··· WORKING DATA ···

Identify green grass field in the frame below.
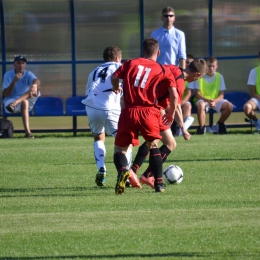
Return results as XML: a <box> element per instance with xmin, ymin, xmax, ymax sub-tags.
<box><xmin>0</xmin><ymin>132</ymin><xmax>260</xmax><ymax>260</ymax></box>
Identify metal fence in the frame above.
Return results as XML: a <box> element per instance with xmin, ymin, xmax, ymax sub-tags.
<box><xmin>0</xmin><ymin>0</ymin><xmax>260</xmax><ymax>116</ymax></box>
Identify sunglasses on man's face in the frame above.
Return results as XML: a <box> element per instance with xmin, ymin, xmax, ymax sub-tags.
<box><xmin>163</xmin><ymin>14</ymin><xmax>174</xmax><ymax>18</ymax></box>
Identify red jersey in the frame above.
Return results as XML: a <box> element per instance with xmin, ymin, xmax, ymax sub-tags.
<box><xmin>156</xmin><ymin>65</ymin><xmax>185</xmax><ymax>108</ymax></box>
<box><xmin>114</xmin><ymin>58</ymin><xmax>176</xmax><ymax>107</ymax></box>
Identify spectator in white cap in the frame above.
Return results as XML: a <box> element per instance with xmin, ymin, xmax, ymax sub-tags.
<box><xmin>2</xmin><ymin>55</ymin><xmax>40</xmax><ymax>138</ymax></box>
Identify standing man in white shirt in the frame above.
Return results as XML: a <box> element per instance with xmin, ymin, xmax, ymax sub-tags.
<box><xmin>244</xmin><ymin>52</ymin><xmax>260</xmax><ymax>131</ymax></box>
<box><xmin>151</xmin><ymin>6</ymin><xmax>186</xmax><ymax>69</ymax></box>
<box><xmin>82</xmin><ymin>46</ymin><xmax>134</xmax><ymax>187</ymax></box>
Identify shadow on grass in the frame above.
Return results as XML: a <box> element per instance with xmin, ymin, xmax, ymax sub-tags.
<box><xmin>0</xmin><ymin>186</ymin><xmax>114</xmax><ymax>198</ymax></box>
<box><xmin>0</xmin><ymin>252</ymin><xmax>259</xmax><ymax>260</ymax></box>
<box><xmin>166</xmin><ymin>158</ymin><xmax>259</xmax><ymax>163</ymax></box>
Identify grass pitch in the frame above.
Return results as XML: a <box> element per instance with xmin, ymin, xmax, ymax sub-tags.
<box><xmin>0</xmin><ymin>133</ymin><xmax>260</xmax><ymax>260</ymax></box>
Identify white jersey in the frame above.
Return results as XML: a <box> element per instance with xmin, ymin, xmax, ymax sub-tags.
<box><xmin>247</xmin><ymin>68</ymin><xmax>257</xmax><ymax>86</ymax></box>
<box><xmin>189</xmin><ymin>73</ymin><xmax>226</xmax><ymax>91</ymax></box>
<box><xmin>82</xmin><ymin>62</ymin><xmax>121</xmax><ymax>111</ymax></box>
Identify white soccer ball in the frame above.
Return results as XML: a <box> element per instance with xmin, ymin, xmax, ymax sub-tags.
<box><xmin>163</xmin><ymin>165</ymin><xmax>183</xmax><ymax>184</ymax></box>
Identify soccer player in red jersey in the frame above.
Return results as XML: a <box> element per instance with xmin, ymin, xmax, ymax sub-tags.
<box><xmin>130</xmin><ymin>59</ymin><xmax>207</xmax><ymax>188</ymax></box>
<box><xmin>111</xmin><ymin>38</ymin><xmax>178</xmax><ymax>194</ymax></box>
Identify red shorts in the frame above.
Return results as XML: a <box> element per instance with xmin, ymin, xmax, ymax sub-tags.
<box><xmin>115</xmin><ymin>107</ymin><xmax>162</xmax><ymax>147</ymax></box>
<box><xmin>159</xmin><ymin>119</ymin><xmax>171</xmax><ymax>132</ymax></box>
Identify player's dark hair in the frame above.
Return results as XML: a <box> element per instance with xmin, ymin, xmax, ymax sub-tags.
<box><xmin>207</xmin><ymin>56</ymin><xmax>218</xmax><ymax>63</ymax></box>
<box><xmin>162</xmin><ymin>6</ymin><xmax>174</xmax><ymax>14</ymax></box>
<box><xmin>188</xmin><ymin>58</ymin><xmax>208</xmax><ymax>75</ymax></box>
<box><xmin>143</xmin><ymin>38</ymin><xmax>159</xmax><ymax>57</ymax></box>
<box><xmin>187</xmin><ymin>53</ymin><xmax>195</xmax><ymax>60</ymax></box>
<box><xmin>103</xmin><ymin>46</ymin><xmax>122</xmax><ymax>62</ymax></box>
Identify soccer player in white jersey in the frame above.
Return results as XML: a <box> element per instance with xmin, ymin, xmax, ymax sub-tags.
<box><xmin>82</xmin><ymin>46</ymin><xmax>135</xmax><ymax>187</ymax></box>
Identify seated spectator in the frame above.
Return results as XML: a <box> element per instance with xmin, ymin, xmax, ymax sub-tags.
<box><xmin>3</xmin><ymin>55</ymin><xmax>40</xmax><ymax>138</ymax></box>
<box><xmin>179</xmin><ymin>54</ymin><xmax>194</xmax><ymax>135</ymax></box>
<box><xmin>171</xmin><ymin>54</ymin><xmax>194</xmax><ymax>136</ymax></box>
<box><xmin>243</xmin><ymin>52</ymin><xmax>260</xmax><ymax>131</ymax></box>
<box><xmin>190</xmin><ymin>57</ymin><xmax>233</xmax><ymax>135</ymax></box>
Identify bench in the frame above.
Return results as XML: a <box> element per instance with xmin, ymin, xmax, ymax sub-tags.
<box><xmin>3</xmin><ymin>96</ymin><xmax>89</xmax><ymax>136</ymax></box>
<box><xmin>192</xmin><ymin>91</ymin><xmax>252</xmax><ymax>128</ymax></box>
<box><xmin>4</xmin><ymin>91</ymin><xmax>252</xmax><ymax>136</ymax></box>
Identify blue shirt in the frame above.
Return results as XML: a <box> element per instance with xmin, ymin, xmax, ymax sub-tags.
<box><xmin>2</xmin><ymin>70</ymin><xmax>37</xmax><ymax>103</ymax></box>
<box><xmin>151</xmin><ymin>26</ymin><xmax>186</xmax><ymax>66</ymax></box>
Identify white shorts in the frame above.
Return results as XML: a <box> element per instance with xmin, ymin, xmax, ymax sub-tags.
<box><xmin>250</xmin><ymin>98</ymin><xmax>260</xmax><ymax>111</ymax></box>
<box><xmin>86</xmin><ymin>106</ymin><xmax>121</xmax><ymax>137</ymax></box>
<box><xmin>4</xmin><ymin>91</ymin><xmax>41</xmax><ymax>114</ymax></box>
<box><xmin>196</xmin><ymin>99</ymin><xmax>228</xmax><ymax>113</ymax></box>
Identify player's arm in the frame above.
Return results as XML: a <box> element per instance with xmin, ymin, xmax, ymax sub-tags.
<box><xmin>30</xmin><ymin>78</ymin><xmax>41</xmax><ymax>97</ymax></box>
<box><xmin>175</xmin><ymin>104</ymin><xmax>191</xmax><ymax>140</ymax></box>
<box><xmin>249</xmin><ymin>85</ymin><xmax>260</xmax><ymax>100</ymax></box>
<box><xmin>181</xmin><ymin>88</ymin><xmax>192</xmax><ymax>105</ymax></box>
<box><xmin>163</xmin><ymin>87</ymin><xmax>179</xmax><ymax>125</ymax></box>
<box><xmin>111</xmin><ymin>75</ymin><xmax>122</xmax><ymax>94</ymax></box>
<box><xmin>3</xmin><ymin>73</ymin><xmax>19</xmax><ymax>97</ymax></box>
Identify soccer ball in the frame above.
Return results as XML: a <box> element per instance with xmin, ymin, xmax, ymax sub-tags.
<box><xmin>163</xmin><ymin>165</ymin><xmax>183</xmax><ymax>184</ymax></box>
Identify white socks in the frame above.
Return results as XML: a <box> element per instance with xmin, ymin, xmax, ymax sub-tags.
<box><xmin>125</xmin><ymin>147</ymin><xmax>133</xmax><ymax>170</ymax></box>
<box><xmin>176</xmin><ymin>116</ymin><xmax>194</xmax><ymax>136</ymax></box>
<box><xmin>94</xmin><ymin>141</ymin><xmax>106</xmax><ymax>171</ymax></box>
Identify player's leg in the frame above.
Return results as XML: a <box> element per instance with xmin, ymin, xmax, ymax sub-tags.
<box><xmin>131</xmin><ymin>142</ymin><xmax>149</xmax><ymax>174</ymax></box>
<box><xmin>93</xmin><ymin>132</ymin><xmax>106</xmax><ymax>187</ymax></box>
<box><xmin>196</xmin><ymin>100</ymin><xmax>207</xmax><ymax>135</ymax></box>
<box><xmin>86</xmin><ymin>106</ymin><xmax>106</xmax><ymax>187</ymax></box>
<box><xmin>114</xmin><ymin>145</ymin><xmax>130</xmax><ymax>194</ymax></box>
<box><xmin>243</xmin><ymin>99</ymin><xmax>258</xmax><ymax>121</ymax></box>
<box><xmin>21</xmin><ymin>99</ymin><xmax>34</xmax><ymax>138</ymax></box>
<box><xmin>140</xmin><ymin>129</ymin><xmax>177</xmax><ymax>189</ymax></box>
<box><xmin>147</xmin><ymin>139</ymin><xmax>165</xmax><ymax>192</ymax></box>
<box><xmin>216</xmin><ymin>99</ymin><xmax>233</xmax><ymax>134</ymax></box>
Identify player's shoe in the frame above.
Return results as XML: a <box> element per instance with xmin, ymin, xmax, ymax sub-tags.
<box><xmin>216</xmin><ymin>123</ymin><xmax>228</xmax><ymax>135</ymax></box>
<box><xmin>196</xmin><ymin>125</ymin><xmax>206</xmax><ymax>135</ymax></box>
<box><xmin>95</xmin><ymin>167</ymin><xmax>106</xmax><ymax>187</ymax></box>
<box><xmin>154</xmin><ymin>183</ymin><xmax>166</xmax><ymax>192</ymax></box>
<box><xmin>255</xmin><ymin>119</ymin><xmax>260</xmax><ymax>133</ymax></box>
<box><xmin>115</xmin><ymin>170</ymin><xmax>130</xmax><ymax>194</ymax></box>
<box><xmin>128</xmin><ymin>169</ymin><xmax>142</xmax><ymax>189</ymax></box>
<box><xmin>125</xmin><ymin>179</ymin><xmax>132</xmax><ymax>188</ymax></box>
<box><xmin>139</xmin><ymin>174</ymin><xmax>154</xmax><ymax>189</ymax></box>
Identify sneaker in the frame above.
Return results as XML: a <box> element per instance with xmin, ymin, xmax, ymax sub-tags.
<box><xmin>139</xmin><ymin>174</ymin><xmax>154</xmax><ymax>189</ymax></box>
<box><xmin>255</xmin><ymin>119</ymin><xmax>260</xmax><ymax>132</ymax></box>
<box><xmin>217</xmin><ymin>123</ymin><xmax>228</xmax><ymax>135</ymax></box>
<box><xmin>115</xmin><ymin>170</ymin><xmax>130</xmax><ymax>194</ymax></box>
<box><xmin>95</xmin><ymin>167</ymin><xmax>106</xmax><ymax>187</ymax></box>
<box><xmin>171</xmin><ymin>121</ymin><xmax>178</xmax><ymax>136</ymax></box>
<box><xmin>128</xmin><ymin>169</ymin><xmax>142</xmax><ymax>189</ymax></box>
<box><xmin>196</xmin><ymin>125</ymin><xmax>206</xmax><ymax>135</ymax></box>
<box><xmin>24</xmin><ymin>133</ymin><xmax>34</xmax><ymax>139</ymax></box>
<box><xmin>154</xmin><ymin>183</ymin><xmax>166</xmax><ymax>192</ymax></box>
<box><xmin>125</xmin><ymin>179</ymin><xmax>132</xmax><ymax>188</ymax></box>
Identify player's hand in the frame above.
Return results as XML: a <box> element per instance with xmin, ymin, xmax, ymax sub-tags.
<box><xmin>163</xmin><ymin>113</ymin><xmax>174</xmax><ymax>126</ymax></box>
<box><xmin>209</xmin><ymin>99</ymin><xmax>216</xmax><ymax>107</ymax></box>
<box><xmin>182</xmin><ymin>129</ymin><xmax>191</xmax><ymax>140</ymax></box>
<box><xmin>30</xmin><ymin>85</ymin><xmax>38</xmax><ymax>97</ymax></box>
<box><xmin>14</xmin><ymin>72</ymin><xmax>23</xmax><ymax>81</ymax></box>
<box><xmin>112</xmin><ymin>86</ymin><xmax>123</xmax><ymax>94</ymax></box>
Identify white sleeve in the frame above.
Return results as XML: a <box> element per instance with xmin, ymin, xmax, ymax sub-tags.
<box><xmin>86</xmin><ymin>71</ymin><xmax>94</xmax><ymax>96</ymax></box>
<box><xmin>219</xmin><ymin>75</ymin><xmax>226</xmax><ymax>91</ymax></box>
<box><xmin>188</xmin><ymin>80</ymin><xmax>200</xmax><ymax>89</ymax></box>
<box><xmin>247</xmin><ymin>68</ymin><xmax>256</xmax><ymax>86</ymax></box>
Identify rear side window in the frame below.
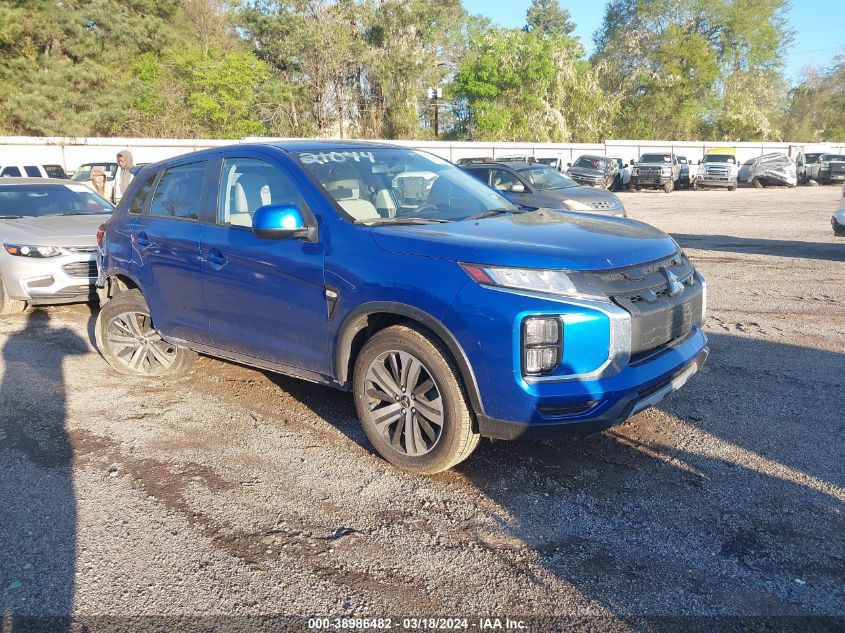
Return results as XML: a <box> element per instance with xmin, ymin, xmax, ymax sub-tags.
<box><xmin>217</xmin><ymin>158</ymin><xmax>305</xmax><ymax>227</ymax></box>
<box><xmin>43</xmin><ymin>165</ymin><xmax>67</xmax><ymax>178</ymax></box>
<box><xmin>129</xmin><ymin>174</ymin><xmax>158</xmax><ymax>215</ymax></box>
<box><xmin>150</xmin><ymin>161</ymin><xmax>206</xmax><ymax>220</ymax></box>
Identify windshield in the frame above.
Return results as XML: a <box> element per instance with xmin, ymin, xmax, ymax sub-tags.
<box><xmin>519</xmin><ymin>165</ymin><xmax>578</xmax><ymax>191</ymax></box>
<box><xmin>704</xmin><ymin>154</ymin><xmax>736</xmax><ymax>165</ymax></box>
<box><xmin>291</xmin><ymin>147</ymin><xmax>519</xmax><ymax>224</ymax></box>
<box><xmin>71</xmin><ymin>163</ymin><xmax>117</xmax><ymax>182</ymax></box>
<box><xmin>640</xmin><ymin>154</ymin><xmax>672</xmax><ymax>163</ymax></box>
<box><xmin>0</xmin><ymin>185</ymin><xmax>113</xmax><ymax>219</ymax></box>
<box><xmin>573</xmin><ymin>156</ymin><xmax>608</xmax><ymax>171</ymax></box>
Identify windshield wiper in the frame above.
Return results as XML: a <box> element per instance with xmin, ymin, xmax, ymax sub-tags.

···

PROBLEM DETAILS: Show every line of the data above that contains the word "ball".

ANSWER FOR THIS EXERCISE:
Identify white soccer ball in the frame above.
Identify soccer ball in the frame above.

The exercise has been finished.